▸ **Exercise materials**:
□ □ □
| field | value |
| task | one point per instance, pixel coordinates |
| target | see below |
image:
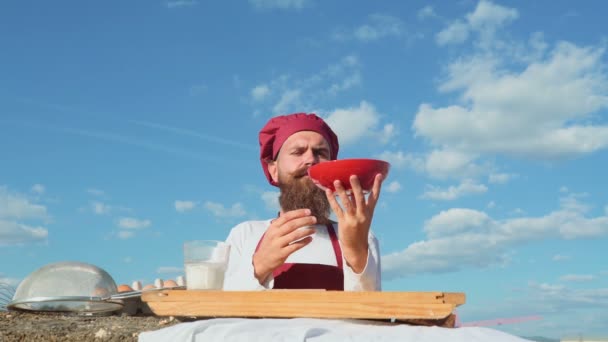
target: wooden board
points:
(304, 303)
□ □ □
In your copy of the listing above, reproduce each line exactly and omit all pictures.

| field | value |
| task | one point per instance, pixel coordinates |
| target | see below |
image:
target: wooden board
points:
(304, 303)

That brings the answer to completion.